───── Excerpted records

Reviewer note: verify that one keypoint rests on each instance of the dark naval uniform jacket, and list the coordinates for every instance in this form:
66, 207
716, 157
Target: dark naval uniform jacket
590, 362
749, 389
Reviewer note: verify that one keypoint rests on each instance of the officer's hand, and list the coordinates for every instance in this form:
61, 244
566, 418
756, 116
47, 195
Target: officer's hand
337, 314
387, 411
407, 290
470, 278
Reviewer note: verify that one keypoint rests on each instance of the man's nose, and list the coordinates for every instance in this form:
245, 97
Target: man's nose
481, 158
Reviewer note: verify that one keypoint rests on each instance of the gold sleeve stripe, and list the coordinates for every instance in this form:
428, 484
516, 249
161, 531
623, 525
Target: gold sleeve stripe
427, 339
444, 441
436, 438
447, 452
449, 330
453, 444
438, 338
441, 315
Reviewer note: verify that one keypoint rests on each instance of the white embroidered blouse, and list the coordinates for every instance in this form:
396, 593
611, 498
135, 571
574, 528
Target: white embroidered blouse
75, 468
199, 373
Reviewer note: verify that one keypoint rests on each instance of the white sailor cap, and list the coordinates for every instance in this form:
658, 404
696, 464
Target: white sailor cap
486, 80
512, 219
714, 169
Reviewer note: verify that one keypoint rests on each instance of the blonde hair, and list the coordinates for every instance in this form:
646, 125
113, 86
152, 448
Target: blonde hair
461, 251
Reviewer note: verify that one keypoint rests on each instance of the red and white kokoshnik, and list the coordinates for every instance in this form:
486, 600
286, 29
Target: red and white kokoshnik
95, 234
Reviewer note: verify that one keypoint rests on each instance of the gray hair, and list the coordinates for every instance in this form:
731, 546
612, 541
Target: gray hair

──────────

Print all of the entries again, exactly as written.

Expected output:
Reviewer note: verify that one keypoint rests on each instance of the dark naval uniform jacket, and list the coordinates for every instance in this form:
66, 207
716, 157
Target: dark naval uniform jacket
590, 362
749, 389
Reviewer note: verify that one keypoint rests on each instance of the officer's hand, and list the coordinates for every instance in this form:
61, 244
566, 418
756, 116
47, 195
Target: officer's hand
337, 314
387, 411
407, 290
470, 278
Reviewer note: verify that one keypoint rests on each instance of the man's nose, and list the coordinates for every instance in this form:
245, 97
Target: man's nose
481, 158
Reviewer note: verify that one keypoint rests on each instance of the gold sleeve stripe, and list the coordinates for every instance in this form:
428, 484
516, 249
161, 531
623, 525
Target: gold sleeve stripe
427, 339
444, 441
436, 438
447, 452
449, 330
453, 444
438, 338
441, 315
Reviewer note: verify that one keypoint rests on each instance of the white embroidered blouse, and list the coordinates for every instance in this form:
396, 593
611, 498
135, 571
574, 528
Target: white embroidered blouse
75, 468
199, 373
Reviewer note: verify that one keypoint rests on each instance of the white sailor cap, and list the coordinates for every instance in this form:
658, 404
696, 464
Target: white sailor cap
486, 80
512, 219
714, 169
Reviewer note: verify that one keypoint rests on each instance of the blonde hair, and list the coordinates for every instance in this form:
646, 125
113, 86
152, 448
Target: blonde hair
461, 251
Reviewer note: verify that one keypoint rests on each instance of the red and white kokoshnik, and list the coordinates for every instance in this form:
486, 600
286, 29
Target: red and white kokoshnik
95, 234
Reviewer note: verify that one keypoint rests on each instance of the gray hair, and list the coordinates for every instance in this form:
731, 546
612, 541
Target: gray hair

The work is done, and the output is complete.